Your objective:
With all pictures omitted, return verbatim the lines from the beginning of the records below through the line containing "positive clicks: (11, 383) (1, 198)".

Task material:

= = = =

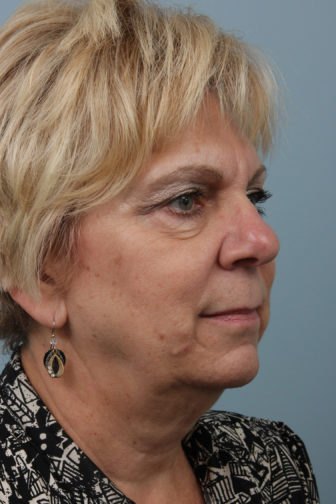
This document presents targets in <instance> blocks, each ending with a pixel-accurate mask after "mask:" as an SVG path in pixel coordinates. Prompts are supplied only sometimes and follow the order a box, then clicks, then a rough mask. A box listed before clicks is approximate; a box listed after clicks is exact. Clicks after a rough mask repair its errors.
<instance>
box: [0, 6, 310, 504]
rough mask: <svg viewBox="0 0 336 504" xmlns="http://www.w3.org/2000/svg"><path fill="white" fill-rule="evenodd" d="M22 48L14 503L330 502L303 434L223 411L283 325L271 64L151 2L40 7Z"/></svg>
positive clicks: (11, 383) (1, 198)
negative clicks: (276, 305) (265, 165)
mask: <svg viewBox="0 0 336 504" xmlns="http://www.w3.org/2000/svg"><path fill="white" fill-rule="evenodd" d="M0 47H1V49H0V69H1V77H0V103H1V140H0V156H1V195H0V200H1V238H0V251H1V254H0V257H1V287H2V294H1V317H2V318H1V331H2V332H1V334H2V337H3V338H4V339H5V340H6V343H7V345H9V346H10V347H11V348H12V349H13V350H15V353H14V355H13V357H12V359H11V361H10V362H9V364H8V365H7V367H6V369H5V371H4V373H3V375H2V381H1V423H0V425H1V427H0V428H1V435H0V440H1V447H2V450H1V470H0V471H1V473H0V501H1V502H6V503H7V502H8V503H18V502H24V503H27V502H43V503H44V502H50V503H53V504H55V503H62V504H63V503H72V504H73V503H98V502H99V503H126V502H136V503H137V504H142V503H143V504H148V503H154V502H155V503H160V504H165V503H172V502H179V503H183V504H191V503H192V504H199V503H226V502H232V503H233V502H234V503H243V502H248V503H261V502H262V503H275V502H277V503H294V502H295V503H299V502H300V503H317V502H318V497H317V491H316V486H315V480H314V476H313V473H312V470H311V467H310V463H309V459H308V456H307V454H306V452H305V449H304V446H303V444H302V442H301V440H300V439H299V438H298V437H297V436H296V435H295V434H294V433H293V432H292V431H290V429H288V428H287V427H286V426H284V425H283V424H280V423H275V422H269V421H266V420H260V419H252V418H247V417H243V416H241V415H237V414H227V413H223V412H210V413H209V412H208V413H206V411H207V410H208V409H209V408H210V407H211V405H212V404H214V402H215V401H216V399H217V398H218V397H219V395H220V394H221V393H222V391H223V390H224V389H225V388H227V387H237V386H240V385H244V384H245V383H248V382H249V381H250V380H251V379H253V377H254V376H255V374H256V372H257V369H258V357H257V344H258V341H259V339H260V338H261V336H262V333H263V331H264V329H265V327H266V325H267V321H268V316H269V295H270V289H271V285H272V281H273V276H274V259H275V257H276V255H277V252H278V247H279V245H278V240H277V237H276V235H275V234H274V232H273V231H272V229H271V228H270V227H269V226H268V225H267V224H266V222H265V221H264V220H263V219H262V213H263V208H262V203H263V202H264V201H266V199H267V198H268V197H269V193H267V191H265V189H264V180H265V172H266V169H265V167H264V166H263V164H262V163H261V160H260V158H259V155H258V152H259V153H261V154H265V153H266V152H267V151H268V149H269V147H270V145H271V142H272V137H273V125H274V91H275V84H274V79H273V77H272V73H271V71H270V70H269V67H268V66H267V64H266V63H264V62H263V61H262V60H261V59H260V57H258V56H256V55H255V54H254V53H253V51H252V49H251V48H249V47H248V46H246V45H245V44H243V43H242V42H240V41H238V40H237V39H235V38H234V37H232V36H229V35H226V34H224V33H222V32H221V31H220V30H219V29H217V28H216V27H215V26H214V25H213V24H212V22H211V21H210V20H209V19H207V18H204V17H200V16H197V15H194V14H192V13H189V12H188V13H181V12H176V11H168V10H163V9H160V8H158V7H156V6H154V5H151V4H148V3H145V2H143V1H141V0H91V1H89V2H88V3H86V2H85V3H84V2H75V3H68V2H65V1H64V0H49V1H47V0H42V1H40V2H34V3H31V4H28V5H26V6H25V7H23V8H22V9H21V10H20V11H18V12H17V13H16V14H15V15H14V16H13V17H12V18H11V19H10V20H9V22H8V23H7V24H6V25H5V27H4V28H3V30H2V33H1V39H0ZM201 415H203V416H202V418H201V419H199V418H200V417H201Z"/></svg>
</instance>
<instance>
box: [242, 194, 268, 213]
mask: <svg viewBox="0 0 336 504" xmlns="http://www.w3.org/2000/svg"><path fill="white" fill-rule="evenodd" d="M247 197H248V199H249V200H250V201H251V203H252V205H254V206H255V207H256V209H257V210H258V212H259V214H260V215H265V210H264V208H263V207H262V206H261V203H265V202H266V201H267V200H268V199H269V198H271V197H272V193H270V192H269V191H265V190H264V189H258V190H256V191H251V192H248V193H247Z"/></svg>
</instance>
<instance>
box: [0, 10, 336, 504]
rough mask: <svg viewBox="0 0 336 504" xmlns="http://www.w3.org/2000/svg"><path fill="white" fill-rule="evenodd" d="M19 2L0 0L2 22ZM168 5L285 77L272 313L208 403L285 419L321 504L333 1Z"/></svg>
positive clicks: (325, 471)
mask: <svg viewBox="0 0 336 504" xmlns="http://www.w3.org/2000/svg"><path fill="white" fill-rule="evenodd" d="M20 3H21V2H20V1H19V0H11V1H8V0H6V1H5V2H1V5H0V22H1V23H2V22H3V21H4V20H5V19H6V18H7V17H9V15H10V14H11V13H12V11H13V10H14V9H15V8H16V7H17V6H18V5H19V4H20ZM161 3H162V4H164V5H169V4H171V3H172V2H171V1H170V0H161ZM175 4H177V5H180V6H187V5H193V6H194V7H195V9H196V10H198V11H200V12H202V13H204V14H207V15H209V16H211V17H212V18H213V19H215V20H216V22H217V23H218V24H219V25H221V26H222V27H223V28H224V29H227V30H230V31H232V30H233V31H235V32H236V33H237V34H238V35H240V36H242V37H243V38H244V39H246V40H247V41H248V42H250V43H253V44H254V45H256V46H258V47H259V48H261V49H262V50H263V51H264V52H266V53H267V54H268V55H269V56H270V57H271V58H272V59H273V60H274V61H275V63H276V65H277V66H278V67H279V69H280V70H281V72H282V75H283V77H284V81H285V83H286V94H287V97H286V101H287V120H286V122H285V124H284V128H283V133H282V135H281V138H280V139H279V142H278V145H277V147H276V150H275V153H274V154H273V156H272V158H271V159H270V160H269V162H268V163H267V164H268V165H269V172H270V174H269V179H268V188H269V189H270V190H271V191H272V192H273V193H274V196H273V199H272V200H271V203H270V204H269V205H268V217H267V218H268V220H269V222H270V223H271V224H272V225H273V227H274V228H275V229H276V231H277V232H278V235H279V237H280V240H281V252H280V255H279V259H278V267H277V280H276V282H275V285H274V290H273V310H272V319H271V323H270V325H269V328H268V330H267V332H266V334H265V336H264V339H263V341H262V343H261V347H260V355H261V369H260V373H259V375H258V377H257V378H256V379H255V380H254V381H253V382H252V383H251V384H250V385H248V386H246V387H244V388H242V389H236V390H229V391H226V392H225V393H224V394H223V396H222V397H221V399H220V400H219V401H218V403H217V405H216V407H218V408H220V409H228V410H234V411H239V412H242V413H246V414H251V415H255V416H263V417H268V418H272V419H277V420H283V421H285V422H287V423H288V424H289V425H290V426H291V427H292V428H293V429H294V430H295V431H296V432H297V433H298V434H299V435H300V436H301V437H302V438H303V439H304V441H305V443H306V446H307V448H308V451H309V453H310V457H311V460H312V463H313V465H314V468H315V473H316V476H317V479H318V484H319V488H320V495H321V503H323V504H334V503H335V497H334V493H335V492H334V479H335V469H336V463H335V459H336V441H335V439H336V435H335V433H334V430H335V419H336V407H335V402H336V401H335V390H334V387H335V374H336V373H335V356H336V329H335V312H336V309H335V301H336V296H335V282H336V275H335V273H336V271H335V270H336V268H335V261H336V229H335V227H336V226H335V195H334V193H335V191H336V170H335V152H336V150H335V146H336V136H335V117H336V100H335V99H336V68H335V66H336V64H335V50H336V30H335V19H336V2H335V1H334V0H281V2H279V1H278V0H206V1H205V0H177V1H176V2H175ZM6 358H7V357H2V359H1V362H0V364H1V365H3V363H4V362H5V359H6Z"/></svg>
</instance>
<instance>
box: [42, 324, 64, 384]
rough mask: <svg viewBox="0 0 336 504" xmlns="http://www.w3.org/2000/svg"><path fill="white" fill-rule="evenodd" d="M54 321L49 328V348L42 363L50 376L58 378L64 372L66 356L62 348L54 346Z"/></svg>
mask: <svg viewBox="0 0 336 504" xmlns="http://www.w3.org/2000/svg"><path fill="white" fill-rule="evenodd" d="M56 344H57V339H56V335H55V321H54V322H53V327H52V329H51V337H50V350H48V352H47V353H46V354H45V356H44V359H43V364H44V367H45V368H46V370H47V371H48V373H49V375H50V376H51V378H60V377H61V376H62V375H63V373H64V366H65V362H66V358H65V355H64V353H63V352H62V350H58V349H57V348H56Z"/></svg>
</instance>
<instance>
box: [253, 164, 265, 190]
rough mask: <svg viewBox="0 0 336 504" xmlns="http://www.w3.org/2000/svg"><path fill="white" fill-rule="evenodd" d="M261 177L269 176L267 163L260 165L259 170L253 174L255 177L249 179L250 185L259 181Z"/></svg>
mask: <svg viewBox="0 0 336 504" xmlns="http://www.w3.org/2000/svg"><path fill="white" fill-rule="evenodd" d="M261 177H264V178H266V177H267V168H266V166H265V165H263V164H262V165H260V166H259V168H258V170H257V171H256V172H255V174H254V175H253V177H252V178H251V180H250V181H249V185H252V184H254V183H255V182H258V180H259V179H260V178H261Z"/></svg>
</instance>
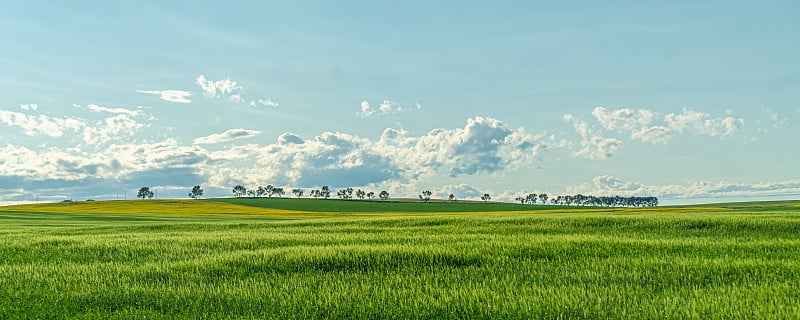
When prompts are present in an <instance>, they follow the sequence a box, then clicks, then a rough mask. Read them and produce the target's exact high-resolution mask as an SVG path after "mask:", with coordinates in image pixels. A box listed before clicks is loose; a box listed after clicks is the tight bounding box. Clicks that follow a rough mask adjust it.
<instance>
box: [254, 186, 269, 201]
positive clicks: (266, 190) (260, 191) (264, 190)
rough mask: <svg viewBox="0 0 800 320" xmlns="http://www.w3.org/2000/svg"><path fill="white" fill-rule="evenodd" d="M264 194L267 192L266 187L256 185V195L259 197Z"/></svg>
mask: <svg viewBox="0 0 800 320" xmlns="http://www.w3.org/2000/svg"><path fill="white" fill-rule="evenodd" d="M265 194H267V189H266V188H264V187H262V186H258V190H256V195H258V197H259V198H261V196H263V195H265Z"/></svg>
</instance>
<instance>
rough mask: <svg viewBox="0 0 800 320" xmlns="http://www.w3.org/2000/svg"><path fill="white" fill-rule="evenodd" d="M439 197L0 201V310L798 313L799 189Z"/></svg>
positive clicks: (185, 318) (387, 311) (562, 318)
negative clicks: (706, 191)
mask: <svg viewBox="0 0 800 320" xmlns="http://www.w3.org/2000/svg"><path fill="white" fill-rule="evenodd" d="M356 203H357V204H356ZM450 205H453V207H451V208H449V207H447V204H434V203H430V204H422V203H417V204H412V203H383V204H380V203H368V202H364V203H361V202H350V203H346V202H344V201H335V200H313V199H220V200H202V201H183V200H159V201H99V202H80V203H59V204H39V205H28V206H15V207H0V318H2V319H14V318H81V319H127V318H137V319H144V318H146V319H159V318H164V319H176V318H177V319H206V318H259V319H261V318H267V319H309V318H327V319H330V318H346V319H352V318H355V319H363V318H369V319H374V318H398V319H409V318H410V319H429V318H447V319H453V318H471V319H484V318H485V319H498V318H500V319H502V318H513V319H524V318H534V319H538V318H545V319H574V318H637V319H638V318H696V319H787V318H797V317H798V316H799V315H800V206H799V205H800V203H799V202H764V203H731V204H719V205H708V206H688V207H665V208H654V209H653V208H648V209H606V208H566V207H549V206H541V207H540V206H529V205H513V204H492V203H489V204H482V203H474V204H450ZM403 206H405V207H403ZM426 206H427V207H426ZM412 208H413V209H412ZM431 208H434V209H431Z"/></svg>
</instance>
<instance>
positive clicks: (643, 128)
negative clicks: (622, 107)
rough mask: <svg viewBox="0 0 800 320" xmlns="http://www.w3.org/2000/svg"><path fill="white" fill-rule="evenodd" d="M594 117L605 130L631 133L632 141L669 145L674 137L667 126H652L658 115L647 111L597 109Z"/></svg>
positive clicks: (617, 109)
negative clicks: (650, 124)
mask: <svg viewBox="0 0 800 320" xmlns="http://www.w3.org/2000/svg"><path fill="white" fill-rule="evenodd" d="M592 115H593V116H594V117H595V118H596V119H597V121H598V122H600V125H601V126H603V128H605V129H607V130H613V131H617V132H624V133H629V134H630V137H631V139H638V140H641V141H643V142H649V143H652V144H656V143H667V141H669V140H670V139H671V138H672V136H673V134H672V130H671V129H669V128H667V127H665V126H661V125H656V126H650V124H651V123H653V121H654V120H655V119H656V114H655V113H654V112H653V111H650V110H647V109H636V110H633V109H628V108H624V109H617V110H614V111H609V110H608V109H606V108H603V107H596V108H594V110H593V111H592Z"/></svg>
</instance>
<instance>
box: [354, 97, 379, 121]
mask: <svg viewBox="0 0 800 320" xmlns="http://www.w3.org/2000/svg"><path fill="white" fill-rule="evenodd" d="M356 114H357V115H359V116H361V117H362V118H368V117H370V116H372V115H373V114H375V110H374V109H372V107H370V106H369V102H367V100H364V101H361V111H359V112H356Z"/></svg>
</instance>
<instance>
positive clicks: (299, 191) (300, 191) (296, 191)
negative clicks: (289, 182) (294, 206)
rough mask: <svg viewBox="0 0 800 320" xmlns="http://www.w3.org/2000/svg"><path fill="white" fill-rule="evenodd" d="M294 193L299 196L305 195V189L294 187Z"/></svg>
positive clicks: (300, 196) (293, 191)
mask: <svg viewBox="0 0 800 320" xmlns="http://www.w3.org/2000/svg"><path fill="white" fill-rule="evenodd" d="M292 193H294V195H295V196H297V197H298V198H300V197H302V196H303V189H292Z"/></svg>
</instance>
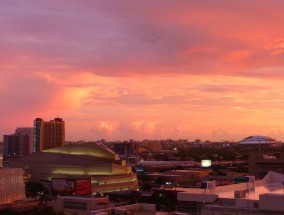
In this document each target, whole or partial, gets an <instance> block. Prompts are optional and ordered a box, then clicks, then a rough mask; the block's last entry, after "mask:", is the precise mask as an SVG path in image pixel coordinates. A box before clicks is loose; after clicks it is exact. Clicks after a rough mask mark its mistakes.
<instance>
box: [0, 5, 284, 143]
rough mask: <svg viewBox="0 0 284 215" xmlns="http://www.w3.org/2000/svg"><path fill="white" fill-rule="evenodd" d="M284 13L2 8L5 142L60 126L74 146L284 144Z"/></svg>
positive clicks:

= = = =

Response box:
This document presents targets in <instance> blocks, each ending with a pixel-accurate mask after "mask:" as an SVG path in pixel coordinates. Prompts are supplied only sometimes and follow the order a box, then clicks, then a rough mask. A box listed before clicks is approximate; a box listed after clicks is exact. Clicks after a rough mask repair its errors.
<instance>
box: [0, 6, 310, 504]
rough mask: <svg viewBox="0 0 336 504" xmlns="http://www.w3.org/2000/svg"><path fill="white" fill-rule="evenodd" d="M22 48L14 503L330 502L303 434L223 411L283 325L271 64L151 2L40 7Z"/></svg>
positive clicks: (11, 383) (1, 198)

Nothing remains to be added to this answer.